**Data items**
========
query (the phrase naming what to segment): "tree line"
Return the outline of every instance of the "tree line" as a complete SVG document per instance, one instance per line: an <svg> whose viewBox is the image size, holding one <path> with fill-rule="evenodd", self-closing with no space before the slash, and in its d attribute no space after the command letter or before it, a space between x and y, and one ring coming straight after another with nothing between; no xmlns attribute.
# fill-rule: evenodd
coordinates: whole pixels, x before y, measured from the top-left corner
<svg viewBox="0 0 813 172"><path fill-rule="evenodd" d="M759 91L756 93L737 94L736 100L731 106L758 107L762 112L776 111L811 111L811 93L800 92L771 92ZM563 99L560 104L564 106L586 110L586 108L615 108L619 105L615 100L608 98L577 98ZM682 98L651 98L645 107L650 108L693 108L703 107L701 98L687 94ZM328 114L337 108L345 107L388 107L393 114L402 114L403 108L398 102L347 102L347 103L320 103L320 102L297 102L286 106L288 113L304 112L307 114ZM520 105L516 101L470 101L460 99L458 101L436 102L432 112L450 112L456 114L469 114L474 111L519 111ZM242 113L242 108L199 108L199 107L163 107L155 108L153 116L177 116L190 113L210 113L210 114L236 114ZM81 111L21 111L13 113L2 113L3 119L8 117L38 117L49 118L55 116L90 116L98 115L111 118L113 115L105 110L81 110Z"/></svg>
========
**AIM OF THE TASK**
Update the data above by changing each "tree line" to "forest edge", leaving everything else untouched.

**EXERCISE SOLUTION**
query (the phrase naming what to segment): "forest edge"
Return the outline of every instance of the "forest edge" as a complete SVG document per instance, one instance per line: an <svg> whose viewBox is the image size, holding one <path> with fill-rule="evenodd", self-closing with no space before the slash, and in its d attribute no space after the command letter or before it, a space between x and y, and one ring coming straight after another with nothing between; no xmlns attribute.
# fill-rule: evenodd
coordinates: whole pixels, x before y, measured from the top-left corner
<svg viewBox="0 0 813 172"><path fill-rule="evenodd" d="M759 91L756 93L737 94L736 100L731 106L758 107L762 112L776 111L811 111L811 93L800 92L771 92ZM563 99L560 104L564 106L586 110L586 108L615 108L619 105L615 100L608 98L577 98ZM682 98L651 98L645 107L650 108L693 108L703 107L701 98L687 94ZM328 114L337 108L345 107L388 107L393 114L402 114L403 108L398 102L347 102L347 103L320 103L320 102L297 102L286 106L288 113L304 112L307 114ZM520 105L516 101L470 101L460 99L458 101L436 102L432 112L450 112L456 114L469 114L474 111L519 111ZM242 113L242 108L199 108L199 107L163 107L155 108L153 116L177 116L190 113L210 113L210 114L236 114ZM81 111L21 111L13 113L2 113L3 119L8 117L38 117L49 118L55 116L90 116L98 115L111 118L113 115L105 110L81 110Z"/></svg>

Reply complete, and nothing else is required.